• _Instructions to follow_
This task calls for copying each line below that contains "black".

• _Records for this exercise_
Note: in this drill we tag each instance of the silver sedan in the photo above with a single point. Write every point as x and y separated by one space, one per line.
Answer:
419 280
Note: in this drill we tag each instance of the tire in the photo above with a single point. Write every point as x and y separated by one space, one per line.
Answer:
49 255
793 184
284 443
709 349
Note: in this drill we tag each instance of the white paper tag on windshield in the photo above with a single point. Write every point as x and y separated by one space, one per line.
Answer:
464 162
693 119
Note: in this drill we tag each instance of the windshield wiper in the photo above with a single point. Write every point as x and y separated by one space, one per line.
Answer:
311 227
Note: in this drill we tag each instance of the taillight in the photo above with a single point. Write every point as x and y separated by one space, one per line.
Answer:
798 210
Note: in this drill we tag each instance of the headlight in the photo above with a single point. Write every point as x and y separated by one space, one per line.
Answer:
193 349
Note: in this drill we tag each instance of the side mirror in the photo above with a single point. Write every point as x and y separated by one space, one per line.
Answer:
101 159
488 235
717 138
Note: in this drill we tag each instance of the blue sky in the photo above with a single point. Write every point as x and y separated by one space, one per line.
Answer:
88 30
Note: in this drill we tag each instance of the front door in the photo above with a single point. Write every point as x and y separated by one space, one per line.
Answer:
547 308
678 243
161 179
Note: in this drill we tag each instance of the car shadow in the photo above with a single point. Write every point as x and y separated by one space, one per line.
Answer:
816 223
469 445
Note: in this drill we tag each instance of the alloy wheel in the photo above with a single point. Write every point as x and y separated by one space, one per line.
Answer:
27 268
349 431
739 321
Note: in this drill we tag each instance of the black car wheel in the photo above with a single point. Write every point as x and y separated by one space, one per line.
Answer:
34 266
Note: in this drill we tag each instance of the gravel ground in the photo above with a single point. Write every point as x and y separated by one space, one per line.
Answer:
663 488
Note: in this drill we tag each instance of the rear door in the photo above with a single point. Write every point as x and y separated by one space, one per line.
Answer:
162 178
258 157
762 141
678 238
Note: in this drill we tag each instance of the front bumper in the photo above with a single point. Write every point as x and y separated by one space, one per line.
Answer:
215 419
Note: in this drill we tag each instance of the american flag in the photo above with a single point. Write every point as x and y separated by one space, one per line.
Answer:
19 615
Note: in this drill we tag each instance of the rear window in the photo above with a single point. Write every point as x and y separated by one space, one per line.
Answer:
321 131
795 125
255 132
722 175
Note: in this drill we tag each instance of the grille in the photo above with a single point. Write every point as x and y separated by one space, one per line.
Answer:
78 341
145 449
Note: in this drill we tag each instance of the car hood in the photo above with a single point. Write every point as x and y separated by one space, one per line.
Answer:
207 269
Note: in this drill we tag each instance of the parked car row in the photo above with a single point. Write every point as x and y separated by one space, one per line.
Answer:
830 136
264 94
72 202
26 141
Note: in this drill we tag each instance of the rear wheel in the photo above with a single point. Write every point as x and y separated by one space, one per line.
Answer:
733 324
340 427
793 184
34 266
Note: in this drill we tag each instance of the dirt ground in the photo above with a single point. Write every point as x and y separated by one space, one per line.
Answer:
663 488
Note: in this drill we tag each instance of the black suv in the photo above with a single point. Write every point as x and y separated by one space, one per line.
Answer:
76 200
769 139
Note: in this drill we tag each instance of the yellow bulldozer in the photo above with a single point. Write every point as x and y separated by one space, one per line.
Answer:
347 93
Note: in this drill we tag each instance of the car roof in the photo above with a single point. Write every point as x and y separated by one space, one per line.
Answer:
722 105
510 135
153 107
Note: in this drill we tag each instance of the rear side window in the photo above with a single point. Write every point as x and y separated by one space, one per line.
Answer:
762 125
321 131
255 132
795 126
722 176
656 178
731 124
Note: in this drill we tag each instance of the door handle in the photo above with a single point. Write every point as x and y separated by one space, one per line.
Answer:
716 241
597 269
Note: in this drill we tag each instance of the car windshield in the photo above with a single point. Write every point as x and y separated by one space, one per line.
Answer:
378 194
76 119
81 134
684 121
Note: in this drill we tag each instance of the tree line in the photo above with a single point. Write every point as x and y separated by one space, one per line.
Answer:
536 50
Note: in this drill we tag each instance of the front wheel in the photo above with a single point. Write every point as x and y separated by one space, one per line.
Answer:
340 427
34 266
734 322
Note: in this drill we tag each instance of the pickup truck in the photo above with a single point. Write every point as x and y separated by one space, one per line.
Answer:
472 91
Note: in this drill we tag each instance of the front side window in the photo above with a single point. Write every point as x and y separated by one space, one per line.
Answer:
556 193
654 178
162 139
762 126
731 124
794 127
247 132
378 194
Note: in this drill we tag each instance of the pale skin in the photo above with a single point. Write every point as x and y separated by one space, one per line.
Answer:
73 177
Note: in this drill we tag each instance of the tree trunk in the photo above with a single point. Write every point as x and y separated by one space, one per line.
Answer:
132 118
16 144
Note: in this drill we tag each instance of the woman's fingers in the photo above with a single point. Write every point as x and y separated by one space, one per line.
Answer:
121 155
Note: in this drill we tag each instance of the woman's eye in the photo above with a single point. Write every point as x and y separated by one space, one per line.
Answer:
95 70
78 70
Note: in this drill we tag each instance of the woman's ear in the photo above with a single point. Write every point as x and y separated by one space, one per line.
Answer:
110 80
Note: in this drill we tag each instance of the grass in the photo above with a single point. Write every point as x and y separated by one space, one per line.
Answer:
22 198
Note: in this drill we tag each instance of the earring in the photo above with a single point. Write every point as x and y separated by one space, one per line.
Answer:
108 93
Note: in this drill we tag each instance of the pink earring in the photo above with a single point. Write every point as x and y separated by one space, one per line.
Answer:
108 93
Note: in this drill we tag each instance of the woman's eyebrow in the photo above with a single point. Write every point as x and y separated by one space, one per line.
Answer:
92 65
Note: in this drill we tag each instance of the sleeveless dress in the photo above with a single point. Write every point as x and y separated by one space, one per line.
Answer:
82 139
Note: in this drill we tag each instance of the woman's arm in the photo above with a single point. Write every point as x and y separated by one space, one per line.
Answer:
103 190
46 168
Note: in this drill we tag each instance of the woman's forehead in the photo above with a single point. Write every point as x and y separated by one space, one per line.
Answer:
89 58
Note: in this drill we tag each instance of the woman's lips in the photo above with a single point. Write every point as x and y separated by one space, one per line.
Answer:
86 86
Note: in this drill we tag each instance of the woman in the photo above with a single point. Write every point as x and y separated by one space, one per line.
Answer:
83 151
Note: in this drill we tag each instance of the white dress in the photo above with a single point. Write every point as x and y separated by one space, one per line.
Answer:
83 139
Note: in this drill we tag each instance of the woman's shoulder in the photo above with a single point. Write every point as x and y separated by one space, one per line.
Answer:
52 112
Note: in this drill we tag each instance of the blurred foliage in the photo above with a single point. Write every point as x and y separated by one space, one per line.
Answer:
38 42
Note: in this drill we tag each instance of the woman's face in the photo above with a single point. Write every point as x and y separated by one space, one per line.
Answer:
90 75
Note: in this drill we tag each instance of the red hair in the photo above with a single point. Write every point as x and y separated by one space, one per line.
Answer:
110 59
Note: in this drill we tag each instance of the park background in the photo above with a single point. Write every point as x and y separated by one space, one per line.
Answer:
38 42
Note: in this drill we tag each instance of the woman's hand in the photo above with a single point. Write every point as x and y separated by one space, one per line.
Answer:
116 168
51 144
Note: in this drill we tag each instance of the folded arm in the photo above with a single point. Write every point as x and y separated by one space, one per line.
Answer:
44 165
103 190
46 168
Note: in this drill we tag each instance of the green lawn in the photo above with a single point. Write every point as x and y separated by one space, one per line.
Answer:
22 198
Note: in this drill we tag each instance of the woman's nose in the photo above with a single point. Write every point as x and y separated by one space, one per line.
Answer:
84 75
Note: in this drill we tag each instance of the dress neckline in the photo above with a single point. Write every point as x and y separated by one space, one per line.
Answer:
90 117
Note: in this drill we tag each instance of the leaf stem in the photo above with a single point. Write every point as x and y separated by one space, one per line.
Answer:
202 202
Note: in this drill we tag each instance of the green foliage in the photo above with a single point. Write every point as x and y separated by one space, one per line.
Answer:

• _Response below_
Note: in this drill we tag each instance of the black car wheel in the photo above with a single point. Write every point as x and y separated by one space, one per line.
Note: in this drill we tag each instance of the black suv in the photo above with a single point. Write every point as x and y separated by one space, one per line.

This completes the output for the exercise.